• _YOUR GOAL_
Write out exactly the lines below starting at the one containing "Practice step: point out every instance of the bin" and ending at the one containing "Practice step: point out every instance of the white shaggy". Omit every picture.

• _EXTRACTED ENTRIES_
►
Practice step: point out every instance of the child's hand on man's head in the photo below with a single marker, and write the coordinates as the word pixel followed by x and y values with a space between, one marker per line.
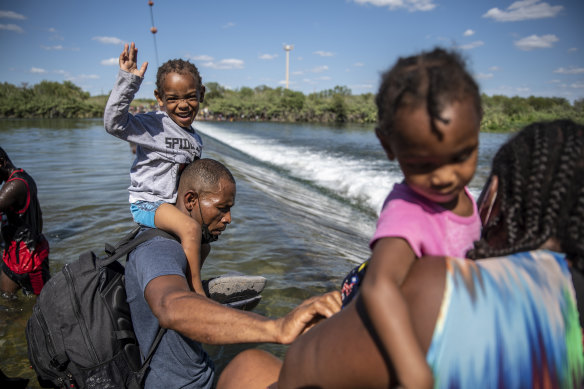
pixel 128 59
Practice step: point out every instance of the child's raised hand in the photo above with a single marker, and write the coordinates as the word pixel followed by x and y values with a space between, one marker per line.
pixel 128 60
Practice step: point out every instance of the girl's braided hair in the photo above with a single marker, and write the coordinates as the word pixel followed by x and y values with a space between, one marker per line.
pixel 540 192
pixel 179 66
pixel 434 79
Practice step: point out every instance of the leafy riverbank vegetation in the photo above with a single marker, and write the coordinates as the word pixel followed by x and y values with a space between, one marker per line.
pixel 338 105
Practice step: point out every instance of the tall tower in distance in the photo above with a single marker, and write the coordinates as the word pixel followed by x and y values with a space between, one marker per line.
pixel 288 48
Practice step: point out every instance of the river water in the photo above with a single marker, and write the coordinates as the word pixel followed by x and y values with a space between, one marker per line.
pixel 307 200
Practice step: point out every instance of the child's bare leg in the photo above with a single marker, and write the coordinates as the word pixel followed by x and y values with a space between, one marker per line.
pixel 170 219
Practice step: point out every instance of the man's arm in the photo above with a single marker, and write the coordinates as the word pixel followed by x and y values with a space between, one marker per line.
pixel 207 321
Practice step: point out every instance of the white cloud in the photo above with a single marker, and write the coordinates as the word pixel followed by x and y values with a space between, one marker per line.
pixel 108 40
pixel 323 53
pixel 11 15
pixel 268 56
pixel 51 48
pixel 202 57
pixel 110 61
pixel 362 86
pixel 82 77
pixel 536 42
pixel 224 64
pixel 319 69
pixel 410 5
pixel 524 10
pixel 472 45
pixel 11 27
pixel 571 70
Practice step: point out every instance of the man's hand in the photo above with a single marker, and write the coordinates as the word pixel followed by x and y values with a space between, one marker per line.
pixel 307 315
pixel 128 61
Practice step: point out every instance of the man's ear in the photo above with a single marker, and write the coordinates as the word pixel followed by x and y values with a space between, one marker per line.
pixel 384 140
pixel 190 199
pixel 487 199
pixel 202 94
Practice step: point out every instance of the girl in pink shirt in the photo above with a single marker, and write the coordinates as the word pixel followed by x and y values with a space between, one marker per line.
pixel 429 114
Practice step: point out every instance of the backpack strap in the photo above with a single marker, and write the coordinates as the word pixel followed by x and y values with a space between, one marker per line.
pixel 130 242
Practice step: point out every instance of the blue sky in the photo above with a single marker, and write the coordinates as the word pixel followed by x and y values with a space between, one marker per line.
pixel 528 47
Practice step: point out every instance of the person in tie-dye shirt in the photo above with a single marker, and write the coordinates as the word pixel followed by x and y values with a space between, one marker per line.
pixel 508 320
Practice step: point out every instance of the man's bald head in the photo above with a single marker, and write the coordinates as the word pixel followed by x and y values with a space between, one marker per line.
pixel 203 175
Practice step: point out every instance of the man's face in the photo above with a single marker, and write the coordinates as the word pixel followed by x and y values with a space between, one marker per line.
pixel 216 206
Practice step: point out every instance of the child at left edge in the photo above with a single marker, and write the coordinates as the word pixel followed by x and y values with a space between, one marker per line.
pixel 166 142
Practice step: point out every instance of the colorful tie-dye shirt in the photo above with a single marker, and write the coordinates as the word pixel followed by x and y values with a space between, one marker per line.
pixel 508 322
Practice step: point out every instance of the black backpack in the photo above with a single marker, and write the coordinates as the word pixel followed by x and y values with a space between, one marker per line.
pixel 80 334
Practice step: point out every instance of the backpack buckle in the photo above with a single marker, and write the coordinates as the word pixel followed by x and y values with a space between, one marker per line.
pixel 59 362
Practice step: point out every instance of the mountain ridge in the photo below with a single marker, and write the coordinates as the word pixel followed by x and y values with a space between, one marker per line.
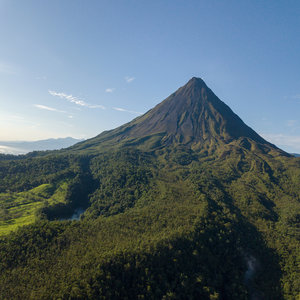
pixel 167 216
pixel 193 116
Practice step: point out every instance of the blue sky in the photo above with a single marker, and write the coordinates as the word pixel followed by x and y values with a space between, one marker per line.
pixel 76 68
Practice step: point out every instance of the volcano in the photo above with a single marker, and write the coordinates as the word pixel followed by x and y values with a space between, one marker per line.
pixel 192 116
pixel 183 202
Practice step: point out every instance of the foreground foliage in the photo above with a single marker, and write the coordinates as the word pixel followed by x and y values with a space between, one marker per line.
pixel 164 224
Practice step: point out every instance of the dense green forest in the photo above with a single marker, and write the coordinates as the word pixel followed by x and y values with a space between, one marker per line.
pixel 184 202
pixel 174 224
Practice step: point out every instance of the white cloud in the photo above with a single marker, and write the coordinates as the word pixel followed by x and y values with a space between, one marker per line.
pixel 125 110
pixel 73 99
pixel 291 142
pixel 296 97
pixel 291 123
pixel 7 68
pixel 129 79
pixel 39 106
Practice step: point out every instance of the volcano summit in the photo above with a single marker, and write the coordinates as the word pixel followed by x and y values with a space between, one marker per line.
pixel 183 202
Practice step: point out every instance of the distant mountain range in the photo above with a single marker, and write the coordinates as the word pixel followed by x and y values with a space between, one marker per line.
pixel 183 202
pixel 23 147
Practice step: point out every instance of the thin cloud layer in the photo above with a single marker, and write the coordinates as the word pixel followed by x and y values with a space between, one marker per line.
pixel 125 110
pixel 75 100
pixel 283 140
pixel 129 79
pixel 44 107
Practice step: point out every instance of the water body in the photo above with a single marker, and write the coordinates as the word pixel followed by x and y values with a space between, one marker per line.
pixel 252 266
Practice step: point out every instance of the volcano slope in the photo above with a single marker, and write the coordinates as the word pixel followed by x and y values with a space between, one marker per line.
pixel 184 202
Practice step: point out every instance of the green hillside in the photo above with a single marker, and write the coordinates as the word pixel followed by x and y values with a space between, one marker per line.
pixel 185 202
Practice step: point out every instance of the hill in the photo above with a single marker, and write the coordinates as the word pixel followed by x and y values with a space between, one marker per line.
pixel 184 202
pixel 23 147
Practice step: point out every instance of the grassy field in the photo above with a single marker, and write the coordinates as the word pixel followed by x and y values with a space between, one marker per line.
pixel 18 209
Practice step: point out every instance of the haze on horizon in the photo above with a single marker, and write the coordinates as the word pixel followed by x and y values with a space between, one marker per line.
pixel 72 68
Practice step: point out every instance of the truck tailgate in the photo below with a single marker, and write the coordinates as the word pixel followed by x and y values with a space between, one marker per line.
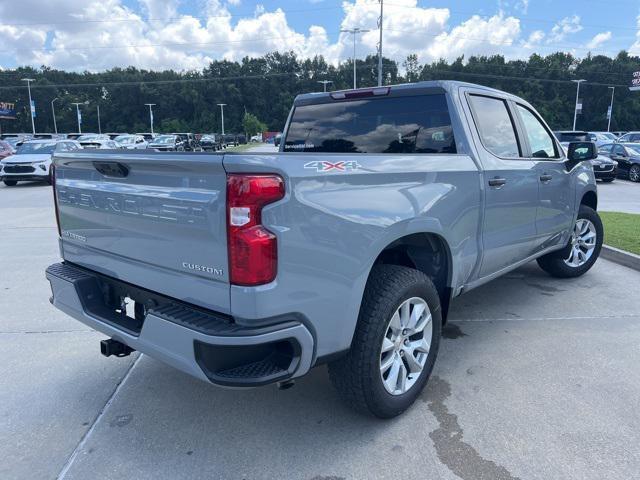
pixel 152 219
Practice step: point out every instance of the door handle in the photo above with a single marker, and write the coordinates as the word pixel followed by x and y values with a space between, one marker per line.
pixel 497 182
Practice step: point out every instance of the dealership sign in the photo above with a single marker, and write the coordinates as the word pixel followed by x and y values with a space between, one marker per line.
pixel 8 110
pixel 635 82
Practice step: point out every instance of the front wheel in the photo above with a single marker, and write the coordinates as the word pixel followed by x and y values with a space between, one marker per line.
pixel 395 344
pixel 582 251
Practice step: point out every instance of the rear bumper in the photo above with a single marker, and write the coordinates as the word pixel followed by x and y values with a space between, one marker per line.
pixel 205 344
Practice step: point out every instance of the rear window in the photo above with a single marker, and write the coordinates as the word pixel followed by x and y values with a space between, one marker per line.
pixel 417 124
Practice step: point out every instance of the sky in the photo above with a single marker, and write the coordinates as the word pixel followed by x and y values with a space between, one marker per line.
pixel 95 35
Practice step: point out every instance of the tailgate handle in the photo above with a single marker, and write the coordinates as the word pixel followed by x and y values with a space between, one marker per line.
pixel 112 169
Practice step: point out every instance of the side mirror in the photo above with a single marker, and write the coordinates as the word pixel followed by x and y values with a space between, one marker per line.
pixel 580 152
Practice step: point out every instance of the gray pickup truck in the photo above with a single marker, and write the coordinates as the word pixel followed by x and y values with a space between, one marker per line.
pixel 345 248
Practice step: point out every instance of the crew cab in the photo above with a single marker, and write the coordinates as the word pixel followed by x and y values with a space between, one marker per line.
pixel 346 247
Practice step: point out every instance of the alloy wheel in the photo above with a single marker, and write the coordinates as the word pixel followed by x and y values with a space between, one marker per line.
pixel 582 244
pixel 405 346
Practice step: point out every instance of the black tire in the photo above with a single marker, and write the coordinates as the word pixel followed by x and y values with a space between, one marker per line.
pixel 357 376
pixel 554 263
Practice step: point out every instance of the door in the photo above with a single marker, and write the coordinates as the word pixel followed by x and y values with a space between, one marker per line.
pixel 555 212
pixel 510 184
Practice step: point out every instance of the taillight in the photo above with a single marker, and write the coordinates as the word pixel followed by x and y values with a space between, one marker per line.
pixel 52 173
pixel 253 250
◄
►
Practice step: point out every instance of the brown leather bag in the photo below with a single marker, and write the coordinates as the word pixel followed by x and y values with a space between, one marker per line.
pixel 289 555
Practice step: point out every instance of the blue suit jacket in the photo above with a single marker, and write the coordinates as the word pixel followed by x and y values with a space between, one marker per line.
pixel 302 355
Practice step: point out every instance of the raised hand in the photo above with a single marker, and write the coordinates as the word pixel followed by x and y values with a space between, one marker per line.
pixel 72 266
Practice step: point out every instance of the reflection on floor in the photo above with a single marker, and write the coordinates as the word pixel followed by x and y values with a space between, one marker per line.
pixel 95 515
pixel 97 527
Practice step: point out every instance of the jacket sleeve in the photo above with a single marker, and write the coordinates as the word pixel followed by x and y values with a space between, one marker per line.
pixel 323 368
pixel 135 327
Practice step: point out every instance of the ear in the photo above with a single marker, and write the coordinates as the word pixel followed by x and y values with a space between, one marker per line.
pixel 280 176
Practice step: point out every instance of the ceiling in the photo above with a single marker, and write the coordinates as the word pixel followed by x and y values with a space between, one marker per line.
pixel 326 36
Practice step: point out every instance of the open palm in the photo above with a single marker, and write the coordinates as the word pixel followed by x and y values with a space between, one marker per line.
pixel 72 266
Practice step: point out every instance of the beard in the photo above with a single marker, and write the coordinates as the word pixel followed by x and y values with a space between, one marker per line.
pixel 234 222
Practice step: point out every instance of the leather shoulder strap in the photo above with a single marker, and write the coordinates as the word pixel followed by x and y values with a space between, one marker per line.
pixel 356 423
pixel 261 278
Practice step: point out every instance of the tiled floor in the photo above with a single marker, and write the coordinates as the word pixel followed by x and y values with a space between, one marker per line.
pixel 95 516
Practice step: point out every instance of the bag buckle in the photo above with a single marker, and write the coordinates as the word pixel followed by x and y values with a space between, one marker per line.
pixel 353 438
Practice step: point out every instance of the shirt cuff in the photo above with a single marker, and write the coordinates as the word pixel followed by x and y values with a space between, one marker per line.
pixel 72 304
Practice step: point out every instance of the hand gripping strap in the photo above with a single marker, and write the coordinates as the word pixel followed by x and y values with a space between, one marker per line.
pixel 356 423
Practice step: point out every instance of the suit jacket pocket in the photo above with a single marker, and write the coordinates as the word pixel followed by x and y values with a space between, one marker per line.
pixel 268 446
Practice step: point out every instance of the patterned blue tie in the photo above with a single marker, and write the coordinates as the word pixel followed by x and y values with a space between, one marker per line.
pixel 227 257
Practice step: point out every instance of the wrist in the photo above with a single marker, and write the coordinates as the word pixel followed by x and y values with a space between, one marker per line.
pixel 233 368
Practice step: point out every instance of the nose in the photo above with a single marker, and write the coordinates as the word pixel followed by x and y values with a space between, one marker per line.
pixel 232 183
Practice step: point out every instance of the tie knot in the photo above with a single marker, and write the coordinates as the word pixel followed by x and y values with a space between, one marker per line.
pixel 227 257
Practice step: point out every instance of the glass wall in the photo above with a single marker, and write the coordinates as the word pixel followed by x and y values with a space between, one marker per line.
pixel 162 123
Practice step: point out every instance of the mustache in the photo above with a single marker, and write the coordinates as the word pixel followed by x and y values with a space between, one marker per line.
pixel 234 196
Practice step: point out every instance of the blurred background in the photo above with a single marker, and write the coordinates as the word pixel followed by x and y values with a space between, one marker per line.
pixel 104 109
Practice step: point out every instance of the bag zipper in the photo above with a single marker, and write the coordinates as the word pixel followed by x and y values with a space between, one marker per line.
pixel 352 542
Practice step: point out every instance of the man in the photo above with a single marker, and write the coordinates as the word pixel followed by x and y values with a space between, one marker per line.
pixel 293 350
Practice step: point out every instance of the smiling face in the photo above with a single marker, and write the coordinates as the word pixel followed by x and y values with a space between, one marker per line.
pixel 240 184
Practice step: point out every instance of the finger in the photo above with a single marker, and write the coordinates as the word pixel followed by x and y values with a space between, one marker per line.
◄
►
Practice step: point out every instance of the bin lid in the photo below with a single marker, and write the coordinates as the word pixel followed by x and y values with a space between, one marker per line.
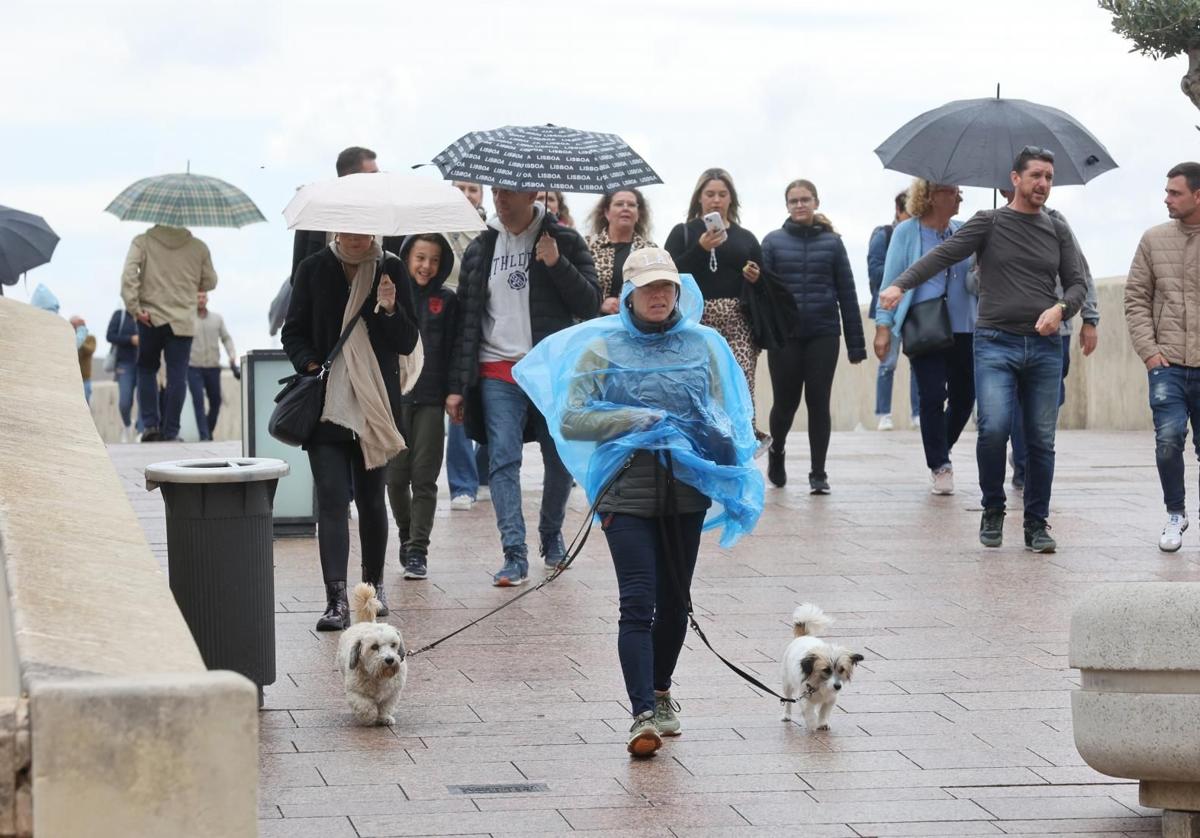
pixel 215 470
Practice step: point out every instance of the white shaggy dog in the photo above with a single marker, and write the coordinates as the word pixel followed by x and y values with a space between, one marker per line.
◄
• _YOUR SOLUTION_
Practice step: point out every instance of the bin lid in the photo below with a single marker, and write the coordinates as the word pixel followed by x and y values with a space between, one marker per line.
pixel 215 470
Practice step: point out every instance of the white shaggy dog in the photo above with a single marker, and write the coordinates as the word pixel followed by x and y values with a space between, one marker per line.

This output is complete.